### GIVEN PASSAGE
The Girl They Used to Call ‘Bitch’
One night after dark, my phone rings from an unknown caller. We are eating dinner around the family table, just me and the kids; my husband is working. New in the area and seeing it’s a local number, I take the call. An angry voice, a woman’s voice, is accusing my kids of meddling with her mailbox. It’s on speaker, and the kids hear the rancor. I look them each in the eye, eyebrows raised with apprehension. It just doesn’t seem like them, and they return my look, bewildered.
The one-sided harangue continues for a minute or two, hot and raving, with threats of calling the police. Our minds are turning like a kaleidoscope, jumping to images of what kind of person might belong to this nasal, bitter voice. My youngest daughter tiptoes to the door and locks it. Then as abruptly as it started, the caller hangs up with a click that speaks more than its volume, like a cymbal crash during the finale of a discordant Schoenberg piece.
Our family has recently relocated from upstate New York to Idaho County, North Idaho, an area, we gather, is not known for its refined pretenses or intellectual sophistication. It’s canyon land, in the foothills of the Rocky Mountains, inhabited by independent, freedom-loving nonconformists. Everyone lives armed. I am not eager to misstep here; I do not wish to stir a viper’s nest. Quickly, I call a recent acquaintance from down the same road to ask for advice.
“Oh,” the neighbor tells me, “Probably be a good idea to wait till daylight tomorrow. You know people call her ‘Shooter Barb’.”
“That’s interesting,” I say, noncommittal.
“She shot her second husband and ran the third one off the road on the canyon side.” The narrow gravel road we live on, nicknamed ‘Shit Your Pants Road’ has some stretches that drop off a sheer 2,000 feet, where the roaring river below appears like a thin silver ribbon. No guard rails.
The next morning, I maneuver my truck down her steep driveway, a scant quarter mile from my house, and stop in front of a rickety porch. The paint is peeling, and the corrugated tin roof is bowed. I have a pie in hand, and my eleven-year-old daughter along to see if we can reach an armistice-- without the arms.

### RECORDED INFORMATION
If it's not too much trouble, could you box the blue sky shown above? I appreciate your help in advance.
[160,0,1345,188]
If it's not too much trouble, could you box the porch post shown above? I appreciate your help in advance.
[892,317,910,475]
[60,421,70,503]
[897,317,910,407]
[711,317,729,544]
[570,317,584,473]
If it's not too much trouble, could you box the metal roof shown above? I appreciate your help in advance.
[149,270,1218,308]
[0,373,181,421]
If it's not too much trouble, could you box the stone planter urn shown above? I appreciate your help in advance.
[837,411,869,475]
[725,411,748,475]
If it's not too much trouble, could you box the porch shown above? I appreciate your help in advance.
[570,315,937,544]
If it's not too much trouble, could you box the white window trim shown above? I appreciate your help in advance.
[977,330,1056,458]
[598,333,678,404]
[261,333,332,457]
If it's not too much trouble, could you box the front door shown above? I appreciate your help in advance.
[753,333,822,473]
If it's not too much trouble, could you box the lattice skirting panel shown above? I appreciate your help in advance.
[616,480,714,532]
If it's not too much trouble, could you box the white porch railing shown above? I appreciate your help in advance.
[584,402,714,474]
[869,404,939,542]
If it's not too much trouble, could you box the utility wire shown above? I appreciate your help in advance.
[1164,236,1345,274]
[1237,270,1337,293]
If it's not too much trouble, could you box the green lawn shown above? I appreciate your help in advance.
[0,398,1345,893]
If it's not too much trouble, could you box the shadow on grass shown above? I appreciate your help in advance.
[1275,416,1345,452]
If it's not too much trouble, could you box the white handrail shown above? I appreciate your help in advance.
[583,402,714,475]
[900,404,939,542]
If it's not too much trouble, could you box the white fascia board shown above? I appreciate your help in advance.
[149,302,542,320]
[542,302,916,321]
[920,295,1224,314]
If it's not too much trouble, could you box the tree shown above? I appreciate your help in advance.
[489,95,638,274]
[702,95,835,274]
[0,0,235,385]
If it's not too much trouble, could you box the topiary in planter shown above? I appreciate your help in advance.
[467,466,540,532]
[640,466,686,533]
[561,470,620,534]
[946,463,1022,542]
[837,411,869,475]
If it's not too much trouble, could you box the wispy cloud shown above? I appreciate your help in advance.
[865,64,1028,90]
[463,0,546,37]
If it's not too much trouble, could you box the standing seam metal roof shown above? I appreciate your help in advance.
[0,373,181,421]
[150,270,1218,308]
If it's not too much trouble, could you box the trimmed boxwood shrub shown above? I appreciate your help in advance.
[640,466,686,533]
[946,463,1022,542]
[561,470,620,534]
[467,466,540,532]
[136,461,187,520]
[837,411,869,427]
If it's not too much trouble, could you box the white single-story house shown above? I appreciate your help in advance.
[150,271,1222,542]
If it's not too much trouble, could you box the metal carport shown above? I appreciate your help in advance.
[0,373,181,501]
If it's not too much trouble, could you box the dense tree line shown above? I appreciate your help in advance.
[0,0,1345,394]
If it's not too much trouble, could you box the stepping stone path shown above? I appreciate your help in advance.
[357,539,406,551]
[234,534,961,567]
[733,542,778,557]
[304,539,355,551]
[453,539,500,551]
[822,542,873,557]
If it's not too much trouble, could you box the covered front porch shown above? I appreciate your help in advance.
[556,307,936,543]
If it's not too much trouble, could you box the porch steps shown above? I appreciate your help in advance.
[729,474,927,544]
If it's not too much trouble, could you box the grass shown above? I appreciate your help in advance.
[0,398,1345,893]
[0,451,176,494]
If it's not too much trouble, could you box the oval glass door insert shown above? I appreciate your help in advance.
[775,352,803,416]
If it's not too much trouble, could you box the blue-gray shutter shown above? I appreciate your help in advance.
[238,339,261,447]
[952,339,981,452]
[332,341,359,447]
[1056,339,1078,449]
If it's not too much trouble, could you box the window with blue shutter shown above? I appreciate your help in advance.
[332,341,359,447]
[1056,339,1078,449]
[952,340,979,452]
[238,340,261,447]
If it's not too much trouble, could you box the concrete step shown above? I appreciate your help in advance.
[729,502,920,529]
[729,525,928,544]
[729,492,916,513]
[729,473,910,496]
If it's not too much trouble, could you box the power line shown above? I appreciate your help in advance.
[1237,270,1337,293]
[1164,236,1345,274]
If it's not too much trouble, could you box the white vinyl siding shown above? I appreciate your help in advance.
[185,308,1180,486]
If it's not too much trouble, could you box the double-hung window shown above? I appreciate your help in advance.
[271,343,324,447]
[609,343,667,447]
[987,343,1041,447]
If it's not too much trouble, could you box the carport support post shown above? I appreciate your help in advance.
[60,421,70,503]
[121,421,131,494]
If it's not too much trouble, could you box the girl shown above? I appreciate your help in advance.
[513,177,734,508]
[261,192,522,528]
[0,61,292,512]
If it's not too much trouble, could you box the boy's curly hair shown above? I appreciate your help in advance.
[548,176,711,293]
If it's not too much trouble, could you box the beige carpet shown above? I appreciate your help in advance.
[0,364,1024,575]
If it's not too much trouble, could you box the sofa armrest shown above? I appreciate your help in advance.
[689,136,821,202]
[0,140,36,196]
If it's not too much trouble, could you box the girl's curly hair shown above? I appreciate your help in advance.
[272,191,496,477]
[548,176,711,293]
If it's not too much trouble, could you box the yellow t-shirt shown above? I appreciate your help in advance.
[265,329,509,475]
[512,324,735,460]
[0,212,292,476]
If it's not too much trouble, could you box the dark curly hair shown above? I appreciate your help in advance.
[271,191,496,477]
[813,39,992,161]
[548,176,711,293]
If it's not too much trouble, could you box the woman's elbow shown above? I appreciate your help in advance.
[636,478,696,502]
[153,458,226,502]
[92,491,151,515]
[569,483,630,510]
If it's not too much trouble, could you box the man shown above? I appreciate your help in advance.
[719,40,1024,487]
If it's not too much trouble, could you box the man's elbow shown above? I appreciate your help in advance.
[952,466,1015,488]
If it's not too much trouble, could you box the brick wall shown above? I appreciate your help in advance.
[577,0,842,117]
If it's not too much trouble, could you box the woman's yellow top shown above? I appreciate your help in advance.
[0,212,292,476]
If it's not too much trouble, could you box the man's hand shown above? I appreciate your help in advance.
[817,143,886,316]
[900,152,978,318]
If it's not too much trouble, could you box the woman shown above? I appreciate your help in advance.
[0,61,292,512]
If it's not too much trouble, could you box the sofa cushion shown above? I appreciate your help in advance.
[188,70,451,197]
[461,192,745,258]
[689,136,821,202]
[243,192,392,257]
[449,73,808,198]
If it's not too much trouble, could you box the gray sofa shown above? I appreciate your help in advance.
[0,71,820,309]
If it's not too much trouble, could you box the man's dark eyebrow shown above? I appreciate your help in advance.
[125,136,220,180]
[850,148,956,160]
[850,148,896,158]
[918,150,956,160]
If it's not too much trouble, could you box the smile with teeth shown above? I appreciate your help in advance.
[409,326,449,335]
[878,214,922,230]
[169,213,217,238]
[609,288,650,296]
==
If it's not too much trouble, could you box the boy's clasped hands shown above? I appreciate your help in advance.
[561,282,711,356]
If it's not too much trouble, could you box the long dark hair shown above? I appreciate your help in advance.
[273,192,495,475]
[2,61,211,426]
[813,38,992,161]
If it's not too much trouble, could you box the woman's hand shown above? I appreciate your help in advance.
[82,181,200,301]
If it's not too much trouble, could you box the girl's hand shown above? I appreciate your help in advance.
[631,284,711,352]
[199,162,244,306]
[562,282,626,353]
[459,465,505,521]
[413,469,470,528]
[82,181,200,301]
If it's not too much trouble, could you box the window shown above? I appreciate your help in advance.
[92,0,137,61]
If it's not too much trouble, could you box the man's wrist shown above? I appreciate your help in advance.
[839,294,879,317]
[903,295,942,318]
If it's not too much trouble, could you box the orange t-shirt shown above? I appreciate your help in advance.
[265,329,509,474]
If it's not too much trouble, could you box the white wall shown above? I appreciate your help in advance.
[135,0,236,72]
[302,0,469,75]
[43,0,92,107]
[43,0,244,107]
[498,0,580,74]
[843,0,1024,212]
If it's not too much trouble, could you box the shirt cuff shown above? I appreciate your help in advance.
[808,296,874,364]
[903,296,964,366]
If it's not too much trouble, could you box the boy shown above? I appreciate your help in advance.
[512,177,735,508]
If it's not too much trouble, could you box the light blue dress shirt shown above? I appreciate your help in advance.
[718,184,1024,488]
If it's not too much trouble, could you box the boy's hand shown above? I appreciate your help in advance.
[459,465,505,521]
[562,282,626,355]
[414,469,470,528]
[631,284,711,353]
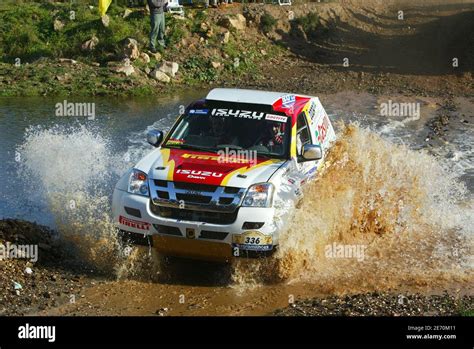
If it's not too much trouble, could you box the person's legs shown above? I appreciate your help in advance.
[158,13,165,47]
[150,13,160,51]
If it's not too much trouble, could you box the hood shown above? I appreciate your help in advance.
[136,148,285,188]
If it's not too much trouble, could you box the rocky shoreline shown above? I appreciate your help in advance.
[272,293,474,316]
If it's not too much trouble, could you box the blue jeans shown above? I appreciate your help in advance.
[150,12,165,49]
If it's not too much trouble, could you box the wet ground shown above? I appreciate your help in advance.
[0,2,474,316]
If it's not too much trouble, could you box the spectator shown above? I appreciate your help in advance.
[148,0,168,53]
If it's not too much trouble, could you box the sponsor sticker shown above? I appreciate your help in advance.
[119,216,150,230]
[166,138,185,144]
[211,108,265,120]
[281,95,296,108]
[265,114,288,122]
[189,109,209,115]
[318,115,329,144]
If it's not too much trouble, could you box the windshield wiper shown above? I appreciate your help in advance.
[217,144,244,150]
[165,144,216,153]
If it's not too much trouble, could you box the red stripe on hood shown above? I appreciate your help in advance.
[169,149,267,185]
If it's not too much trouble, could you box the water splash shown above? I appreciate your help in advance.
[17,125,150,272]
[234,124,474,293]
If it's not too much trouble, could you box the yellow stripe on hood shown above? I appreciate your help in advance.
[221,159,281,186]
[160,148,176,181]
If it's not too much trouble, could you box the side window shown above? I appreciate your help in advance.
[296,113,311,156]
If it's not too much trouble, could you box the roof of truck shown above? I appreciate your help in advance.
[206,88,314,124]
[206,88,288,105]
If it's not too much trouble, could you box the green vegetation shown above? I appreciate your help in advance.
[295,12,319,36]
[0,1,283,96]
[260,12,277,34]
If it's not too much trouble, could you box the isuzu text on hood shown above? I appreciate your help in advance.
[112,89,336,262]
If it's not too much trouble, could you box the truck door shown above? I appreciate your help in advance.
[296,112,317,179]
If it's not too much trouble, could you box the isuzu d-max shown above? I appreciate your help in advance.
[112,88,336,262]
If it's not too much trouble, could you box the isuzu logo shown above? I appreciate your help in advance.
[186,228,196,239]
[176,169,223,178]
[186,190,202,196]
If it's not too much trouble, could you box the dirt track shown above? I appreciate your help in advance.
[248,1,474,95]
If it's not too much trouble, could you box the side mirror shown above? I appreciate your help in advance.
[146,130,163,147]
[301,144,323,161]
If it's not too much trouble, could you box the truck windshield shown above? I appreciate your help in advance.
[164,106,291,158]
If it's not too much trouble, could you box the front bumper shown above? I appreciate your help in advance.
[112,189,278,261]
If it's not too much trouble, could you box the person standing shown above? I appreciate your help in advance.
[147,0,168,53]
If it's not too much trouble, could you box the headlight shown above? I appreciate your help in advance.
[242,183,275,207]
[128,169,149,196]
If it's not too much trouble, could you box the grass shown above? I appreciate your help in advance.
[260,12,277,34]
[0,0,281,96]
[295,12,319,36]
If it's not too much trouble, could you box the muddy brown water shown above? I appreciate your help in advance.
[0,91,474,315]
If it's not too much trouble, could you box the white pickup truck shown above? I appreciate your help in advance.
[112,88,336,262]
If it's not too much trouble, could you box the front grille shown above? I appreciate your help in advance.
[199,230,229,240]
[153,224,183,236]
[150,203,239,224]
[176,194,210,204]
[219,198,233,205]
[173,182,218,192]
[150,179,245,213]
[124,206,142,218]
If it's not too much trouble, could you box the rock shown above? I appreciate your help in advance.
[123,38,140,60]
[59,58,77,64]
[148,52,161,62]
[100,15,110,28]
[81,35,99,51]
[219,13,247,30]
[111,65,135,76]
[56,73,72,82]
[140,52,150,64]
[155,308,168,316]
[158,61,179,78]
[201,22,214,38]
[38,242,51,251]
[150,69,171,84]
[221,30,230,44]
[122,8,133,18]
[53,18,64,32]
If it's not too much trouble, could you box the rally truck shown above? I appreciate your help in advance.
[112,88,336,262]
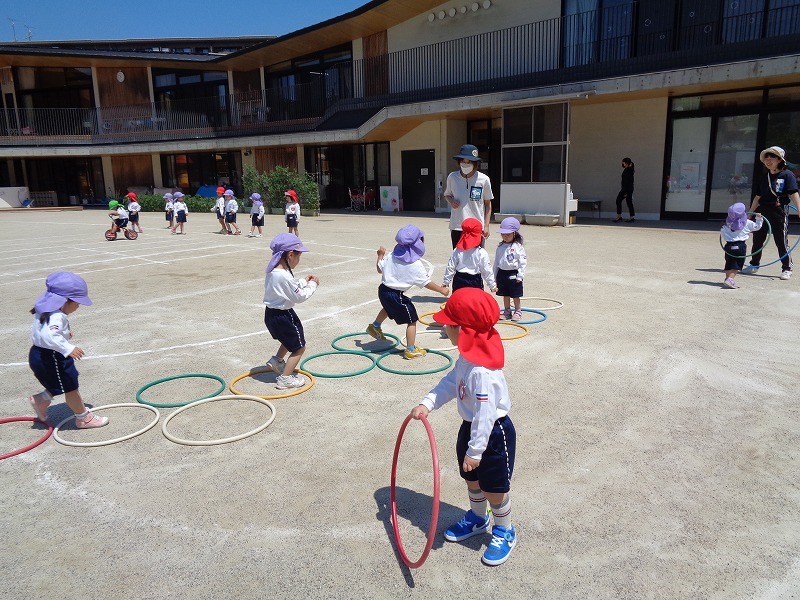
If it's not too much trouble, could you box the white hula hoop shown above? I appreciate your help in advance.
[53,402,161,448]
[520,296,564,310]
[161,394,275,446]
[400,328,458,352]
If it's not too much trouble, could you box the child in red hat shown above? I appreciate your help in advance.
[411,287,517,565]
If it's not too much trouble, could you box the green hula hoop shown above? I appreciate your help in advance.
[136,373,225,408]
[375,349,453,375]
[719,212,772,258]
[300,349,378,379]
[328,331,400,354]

### TASKS TO COMPLETE
1) Answer each from the essay:
(a) Where did the family live before moving to Idaho County?
(b) What does the youngest daughter do while the caller is still talking?
(c) What does the narrator bring along when driving down the caller's driveway the next morning?
2) Could you repeat the essay word for word, everything from "The one-sided harangue" down to "discordant Schoenberg piece."?
3) Which names in the essay are set inside single quotation marks?

### ANSWERS PER TASK
1)
(a) Upstate New York.
(b) She tiptoes to the door and locks it.
(c) A pie, along with the narrator's eleven-year-old daughter.

2)
The one-sided harangue continues for a minute or two, hot and raving, with threats of calling the police. Our minds are turning like a kaleidoscope, jumping to images of what kind of person might belong to this nasal, bitter voice. My youngest daughter tiptoes to the door and locks it. Then as abruptly as it started, the caller hangs up with a click that speaks more than its volume, like a cymbal crash during the finale of a discordant Schoenberg piece.

3)
- 'Bitch'
- 'Shooter Barb'
- 'Shit Your Pants Road'